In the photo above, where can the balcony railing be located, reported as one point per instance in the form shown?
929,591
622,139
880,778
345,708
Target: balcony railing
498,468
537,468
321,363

+++

Written exercise: Could you copy every item above word for word, keeping each line as it stands?

Response:
In the photo above, where can the balcony railing be located, reported as one point per instance in the form shown?
929,591
622,139
880,778
345,708
Target: balcony railing
498,468
537,468
321,363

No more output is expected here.